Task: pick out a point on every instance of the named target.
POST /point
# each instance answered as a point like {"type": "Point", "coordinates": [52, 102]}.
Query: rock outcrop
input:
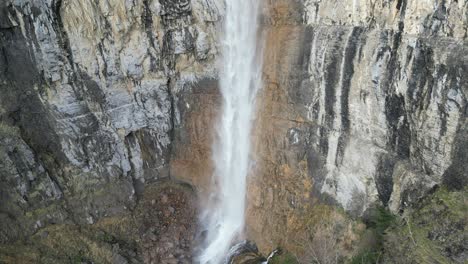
{"type": "Point", "coordinates": [364, 104]}
{"type": "Point", "coordinates": [90, 102]}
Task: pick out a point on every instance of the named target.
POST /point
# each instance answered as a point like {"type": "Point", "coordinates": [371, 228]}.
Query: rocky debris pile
{"type": "Point", "coordinates": [168, 225]}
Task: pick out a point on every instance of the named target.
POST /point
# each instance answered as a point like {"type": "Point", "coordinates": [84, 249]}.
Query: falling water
{"type": "Point", "coordinates": [240, 79]}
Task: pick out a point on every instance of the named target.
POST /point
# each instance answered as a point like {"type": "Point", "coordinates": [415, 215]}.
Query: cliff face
{"type": "Point", "coordinates": [90, 102]}
{"type": "Point", "coordinates": [364, 103]}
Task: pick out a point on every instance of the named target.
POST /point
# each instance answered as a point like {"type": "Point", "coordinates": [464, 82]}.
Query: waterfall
{"type": "Point", "coordinates": [240, 79]}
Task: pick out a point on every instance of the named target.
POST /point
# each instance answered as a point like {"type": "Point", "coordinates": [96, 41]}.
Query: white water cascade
{"type": "Point", "coordinates": [240, 79]}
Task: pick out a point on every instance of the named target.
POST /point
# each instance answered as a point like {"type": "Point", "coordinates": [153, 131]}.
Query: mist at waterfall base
{"type": "Point", "coordinates": [240, 79]}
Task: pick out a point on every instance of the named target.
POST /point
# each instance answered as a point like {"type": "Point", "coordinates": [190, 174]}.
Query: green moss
{"type": "Point", "coordinates": [379, 221]}
{"type": "Point", "coordinates": [8, 131]}
{"type": "Point", "coordinates": [433, 232]}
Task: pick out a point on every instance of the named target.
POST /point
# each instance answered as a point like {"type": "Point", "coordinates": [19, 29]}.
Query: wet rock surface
{"type": "Point", "coordinates": [364, 103]}
{"type": "Point", "coordinates": [159, 230]}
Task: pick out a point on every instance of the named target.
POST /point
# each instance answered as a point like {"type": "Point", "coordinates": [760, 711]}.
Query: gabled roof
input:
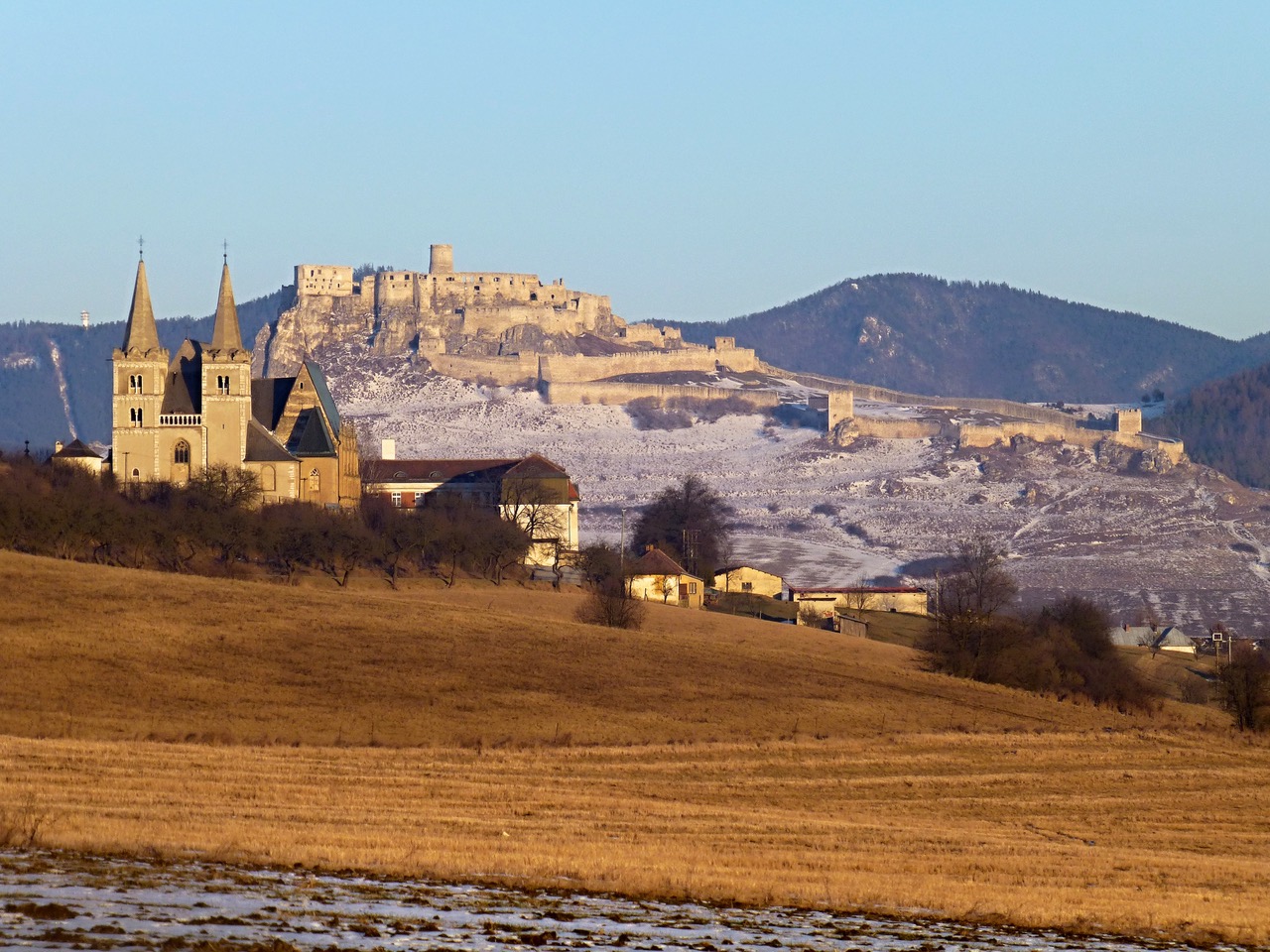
{"type": "Point", "coordinates": [324, 398]}
{"type": "Point", "coordinates": [141, 333]}
{"type": "Point", "coordinates": [858, 589]}
{"type": "Point", "coordinates": [535, 466]}
{"type": "Point", "coordinates": [185, 390]}
{"type": "Point", "coordinates": [268, 399]}
{"type": "Point", "coordinates": [657, 562]}
{"type": "Point", "coordinates": [76, 449]}
{"type": "Point", "coordinates": [435, 470]}
{"type": "Point", "coordinates": [310, 435]}
{"type": "Point", "coordinates": [263, 447]}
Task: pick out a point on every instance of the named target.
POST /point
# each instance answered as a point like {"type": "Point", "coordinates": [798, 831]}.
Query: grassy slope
{"type": "Point", "coordinates": [890, 788]}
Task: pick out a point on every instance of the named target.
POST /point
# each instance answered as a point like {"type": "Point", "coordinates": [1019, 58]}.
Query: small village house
{"type": "Point", "coordinates": [656, 576]}
{"type": "Point", "coordinates": [826, 602]}
{"type": "Point", "coordinates": [532, 492]}
{"type": "Point", "coordinates": [746, 579]}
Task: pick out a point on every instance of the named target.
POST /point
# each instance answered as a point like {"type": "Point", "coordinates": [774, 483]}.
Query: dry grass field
{"type": "Point", "coordinates": [480, 734]}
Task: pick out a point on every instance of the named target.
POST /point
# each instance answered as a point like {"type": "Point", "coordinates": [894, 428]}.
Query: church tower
{"type": "Point", "coordinates": [140, 375]}
{"type": "Point", "coordinates": [226, 381]}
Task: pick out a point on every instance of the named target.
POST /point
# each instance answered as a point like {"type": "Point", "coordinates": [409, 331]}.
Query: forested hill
{"type": "Point", "coordinates": [36, 357]}
{"type": "Point", "coordinates": [1225, 425]}
{"type": "Point", "coordinates": [928, 335]}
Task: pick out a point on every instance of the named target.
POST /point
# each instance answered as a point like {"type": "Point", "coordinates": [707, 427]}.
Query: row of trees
{"type": "Point", "coordinates": [214, 525]}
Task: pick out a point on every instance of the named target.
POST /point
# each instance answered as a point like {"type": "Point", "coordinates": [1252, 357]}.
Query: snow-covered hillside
{"type": "Point", "coordinates": [1189, 543]}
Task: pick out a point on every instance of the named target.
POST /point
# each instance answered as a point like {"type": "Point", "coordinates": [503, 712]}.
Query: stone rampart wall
{"type": "Point", "coordinates": [504, 371]}
{"type": "Point", "coordinates": [613, 393]}
{"type": "Point", "coordinates": [893, 428]}
{"type": "Point", "coordinates": [691, 359]}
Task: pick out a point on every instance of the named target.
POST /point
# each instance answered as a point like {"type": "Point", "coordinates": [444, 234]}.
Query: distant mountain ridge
{"type": "Point", "coordinates": [929, 335]}
{"type": "Point", "coordinates": [55, 379]}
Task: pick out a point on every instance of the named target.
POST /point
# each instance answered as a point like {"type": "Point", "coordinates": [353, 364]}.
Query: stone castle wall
{"type": "Point", "coordinates": [574, 368]}
{"type": "Point", "coordinates": [613, 393]}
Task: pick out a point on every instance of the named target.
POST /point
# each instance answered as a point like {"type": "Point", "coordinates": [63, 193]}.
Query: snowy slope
{"type": "Point", "coordinates": [1192, 544]}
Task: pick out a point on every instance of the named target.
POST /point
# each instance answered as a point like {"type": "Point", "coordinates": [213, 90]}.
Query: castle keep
{"type": "Point", "coordinates": [200, 409]}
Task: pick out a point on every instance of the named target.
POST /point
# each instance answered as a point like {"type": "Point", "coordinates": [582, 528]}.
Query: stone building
{"type": "Point", "coordinates": [175, 416]}
{"type": "Point", "coordinates": [534, 493]}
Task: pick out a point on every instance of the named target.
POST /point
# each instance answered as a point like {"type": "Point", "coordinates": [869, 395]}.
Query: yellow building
{"type": "Point", "coordinates": [202, 409]}
{"type": "Point", "coordinates": [656, 576]}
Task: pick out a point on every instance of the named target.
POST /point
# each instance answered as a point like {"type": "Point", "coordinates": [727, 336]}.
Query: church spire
{"type": "Point", "coordinates": [225, 333]}
{"type": "Point", "coordinates": [141, 333]}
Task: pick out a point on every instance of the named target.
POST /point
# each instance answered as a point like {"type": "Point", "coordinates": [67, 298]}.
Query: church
{"type": "Point", "coordinates": [175, 416]}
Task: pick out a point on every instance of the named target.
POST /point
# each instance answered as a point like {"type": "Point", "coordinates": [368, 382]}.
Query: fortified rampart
{"type": "Point", "coordinates": [574, 368]}
{"type": "Point", "coordinates": [613, 393]}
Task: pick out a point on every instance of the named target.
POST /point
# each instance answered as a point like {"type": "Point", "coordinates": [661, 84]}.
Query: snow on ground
{"type": "Point", "coordinates": [1191, 543]}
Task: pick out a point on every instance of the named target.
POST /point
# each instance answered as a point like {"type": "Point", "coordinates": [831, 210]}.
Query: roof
{"type": "Point", "coordinates": [435, 470]}
{"type": "Point", "coordinates": [310, 436]}
{"type": "Point", "coordinates": [324, 398]}
{"type": "Point", "coordinates": [657, 562]}
{"type": "Point", "coordinates": [263, 447]}
{"type": "Point", "coordinates": [76, 449]}
{"type": "Point", "coordinates": [535, 466]}
{"type": "Point", "coordinates": [860, 589]}
{"type": "Point", "coordinates": [268, 398]}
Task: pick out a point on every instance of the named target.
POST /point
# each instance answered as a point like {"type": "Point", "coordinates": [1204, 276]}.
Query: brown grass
{"type": "Point", "coordinates": [921, 792]}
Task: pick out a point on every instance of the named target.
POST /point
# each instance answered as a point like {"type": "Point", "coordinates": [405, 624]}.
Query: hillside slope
{"type": "Point", "coordinates": [55, 379]}
{"type": "Point", "coordinates": [929, 335]}
{"type": "Point", "coordinates": [93, 654]}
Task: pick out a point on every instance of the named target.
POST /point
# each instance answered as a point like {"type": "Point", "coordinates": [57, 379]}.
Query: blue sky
{"type": "Point", "coordinates": [693, 160]}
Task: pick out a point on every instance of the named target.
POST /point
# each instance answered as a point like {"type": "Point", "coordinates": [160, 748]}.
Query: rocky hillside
{"type": "Point", "coordinates": [928, 335]}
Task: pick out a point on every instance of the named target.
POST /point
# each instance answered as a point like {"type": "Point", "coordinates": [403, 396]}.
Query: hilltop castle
{"type": "Point", "coordinates": [202, 409]}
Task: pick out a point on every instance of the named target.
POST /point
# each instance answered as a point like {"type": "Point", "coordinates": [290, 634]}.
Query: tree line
{"type": "Point", "coordinates": [214, 525]}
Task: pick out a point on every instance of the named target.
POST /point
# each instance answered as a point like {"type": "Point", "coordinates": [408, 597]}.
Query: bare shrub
{"type": "Point", "coordinates": [22, 823]}
{"type": "Point", "coordinates": [648, 414]}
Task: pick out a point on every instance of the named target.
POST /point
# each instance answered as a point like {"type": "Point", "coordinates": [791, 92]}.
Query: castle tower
{"type": "Point", "coordinates": [441, 259]}
{"type": "Point", "coordinates": [140, 377]}
{"type": "Point", "coordinates": [226, 384]}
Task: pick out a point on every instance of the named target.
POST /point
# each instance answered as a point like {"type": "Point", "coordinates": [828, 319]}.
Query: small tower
{"type": "Point", "coordinates": [441, 259]}
{"type": "Point", "coordinates": [140, 377]}
{"type": "Point", "coordinates": [226, 382]}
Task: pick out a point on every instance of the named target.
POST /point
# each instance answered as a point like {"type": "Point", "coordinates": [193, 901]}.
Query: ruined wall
{"type": "Point", "coordinates": [690, 359]}
{"type": "Point", "coordinates": [615, 393]}
{"type": "Point", "coordinates": [504, 371]}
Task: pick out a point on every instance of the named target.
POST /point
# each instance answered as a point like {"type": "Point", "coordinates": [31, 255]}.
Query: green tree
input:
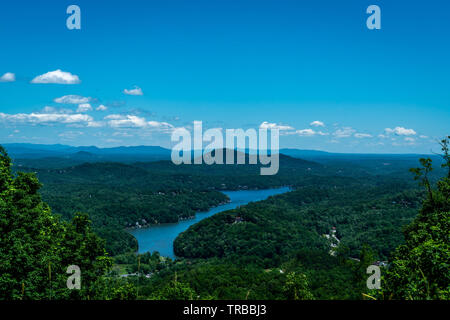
{"type": "Point", "coordinates": [419, 269]}
{"type": "Point", "coordinates": [36, 247]}
{"type": "Point", "coordinates": [296, 287]}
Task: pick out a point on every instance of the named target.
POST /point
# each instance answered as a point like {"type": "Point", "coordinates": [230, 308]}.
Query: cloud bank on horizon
{"type": "Point", "coordinates": [325, 89]}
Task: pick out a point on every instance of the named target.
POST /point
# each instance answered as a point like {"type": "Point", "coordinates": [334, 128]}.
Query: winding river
{"type": "Point", "coordinates": [161, 237]}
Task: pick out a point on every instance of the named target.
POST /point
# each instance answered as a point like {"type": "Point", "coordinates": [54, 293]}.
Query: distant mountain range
{"type": "Point", "coordinates": [153, 153]}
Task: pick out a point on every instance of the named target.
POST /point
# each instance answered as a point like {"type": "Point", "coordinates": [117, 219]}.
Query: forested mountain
{"type": "Point", "coordinates": [314, 242]}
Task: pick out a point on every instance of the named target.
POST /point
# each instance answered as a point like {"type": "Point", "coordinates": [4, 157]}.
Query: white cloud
{"type": "Point", "coordinates": [119, 121]}
{"type": "Point", "coordinates": [132, 121]}
{"type": "Point", "coordinates": [362, 135]}
{"type": "Point", "coordinates": [72, 99]}
{"type": "Point", "coordinates": [344, 132]}
{"type": "Point", "coordinates": [46, 118]}
{"type": "Point", "coordinates": [48, 110]}
{"type": "Point", "coordinates": [70, 135]}
{"type": "Point", "coordinates": [400, 131]}
{"type": "Point", "coordinates": [58, 77]}
{"type": "Point", "coordinates": [305, 132]}
{"type": "Point", "coordinates": [317, 124]}
{"type": "Point", "coordinates": [134, 92]}
{"type": "Point", "coordinates": [8, 77]}
{"type": "Point", "coordinates": [84, 107]}
{"type": "Point", "coordinates": [267, 125]}
{"type": "Point", "coordinates": [309, 132]}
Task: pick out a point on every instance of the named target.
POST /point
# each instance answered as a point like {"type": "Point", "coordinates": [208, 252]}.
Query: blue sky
{"type": "Point", "coordinates": [310, 67]}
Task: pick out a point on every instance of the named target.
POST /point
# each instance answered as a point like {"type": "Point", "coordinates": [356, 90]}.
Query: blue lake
{"type": "Point", "coordinates": [161, 237]}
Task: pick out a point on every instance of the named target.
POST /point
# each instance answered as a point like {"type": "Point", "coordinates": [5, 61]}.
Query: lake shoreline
{"type": "Point", "coordinates": [160, 237]}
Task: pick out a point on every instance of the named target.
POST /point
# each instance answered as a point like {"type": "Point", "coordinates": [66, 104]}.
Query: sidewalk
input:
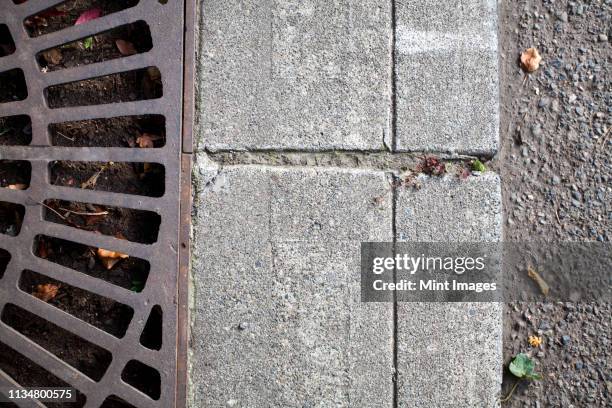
{"type": "Point", "coordinates": [302, 93]}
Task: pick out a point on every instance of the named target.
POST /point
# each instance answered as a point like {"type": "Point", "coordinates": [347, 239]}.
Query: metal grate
{"type": "Point", "coordinates": [166, 22]}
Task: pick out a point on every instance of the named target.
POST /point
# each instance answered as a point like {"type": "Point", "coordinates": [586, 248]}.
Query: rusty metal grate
{"type": "Point", "coordinates": [160, 299]}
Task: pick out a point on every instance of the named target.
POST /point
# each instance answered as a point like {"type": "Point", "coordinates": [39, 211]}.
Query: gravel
{"type": "Point", "coordinates": [556, 182]}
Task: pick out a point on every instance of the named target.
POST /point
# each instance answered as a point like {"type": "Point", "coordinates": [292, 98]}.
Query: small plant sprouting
{"type": "Point", "coordinates": [522, 367]}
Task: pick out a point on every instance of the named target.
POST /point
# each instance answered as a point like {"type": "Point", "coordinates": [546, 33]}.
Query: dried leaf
{"type": "Point", "coordinates": [535, 341]}
{"type": "Point", "coordinates": [125, 47]}
{"type": "Point", "coordinates": [88, 43]}
{"type": "Point", "coordinates": [110, 258]}
{"type": "Point", "coordinates": [533, 274]}
{"type": "Point", "coordinates": [53, 56]}
{"type": "Point", "coordinates": [46, 292]}
{"type": "Point", "coordinates": [88, 16]}
{"type": "Point", "coordinates": [530, 60]}
{"type": "Point", "coordinates": [145, 141]}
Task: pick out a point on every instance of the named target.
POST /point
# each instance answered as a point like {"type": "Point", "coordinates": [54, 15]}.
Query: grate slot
{"type": "Point", "coordinates": [123, 131]}
{"type": "Point", "coordinates": [129, 86]}
{"type": "Point", "coordinates": [133, 225]}
{"type": "Point", "coordinates": [151, 336]}
{"type": "Point", "coordinates": [134, 38]}
{"type": "Point", "coordinates": [15, 130]}
{"type": "Point", "coordinates": [5, 258]}
{"type": "Point", "coordinates": [7, 45]}
{"type": "Point", "coordinates": [12, 86]}
{"type": "Point", "coordinates": [65, 14]}
{"type": "Point", "coordinates": [86, 357]}
{"type": "Point", "coordinates": [15, 174]}
{"type": "Point", "coordinates": [103, 313]}
{"type": "Point", "coordinates": [115, 402]}
{"type": "Point", "coordinates": [11, 218]}
{"type": "Point", "coordinates": [100, 129]}
{"type": "Point", "coordinates": [130, 273]}
{"type": "Point", "coordinates": [142, 377]}
{"type": "Point", "coordinates": [138, 178]}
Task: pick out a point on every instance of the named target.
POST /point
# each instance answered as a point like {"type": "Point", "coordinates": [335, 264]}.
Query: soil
{"type": "Point", "coordinates": [12, 86]}
{"type": "Point", "coordinates": [15, 173]}
{"type": "Point", "coordinates": [67, 13]}
{"type": "Point", "coordinates": [103, 47]}
{"type": "Point", "coordinates": [130, 273]}
{"type": "Point", "coordinates": [129, 178]}
{"type": "Point", "coordinates": [15, 130]}
{"type": "Point", "coordinates": [555, 167]}
{"type": "Point", "coordinates": [28, 374]}
{"type": "Point", "coordinates": [82, 355]}
{"type": "Point", "coordinates": [145, 179]}
{"type": "Point", "coordinates": [133, 225]}
{"type": "Point", "coordinates": [101, 312]}
{"type": "Point", "coordinates": [114, 132]}
{"type": "Point", "coordinates": [11, 217]}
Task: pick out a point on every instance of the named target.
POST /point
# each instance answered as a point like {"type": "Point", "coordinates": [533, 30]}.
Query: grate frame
{"type": "Point", "coordinates": [171, 25]}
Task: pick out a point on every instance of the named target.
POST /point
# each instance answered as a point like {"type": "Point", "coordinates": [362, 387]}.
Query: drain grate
{"type": "Point", "coordinates": [81, 189]}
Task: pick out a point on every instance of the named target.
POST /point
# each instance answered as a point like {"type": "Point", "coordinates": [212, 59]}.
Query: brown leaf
{"type": "Point", "coordinates": [530, 60]}
{"type": "Point", "coordinates": [145, 141]}
{"type": "Point", "coordinates": [53, 56]}
{"type": "Point", "coordinates": [110, 258]}
{"type": "Point", "coordinates": [46, 292]}
{"type": "Point", "coordinates": [125, 47]}
{"type": "Point", "coordinates": [533, 274]}
{"type": "Point", "coordinates": [43, 251]}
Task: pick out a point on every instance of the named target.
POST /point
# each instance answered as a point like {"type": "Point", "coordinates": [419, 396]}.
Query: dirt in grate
{"type": "Point", "coordinates": [129, 273]}
{"type": "Point", "coordinates": [147, 179]}
{"type": "Point", "coordinates": [556, 182]}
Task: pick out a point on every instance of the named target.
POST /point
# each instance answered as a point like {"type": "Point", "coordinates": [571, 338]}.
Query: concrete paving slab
{"type": "Point", "coordinates": [277, 317]}
{"type": "Point", "coordinates": [307, 75]}
{"type": "Point", "coordinates": [446, 76]}
{"type": "Point", "coordinates": [449, 354]}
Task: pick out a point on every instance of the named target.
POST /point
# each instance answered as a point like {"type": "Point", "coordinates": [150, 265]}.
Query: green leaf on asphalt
{"type": "Point", "coordinates": [522, 367]}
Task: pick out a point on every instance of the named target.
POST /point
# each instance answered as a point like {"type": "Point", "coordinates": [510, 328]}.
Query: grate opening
{"type": "Point", "coordinates": [28, 374]}
{"type": "Point", "coordinates": [134, 225]}
{"type": "Point", "coordinates": [123, 131]}
{"type": "Point", "coordinates": [15, 130]}
{"type": "Point", "coordinates": [142, 377]}
{"type": "Point", "coordinates": [11, 218]}
{"type": "Point", "coordinates": [86, 357]}
{"type": "Point", "coordinates": [145, 179]}
{"type": "Point", "coordinates": [115, 402]}
{"type": "Point", "coordinates": [67, 13]}
{"type": "Point", "coordinates": [7, 45]}
{"type": "Point", "coordinates": [15, 174]}
{"type": "Point", "coordinates": [99, 311]}
{"type": "Point", "coordinates": [12, 86]}
{"type": "Point", "coordinates": [129, 273]}
{"type": "Point", "coordinates": [123, 41]}
{"type": "Point", "coordinates": [129, 86]}
{"type": "Point", "coordinates": [151, 336]}
{"type": "Point", "coordinates": [5, 258]}
{"type": "Point", "coordinates": [107, 132]}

* **Short task**
Extract each line from the records above that contains the word "distant", reproducing every such line in full.

* **Solution to this problem**
Query: distant mountain ridge
Query: distant mountain range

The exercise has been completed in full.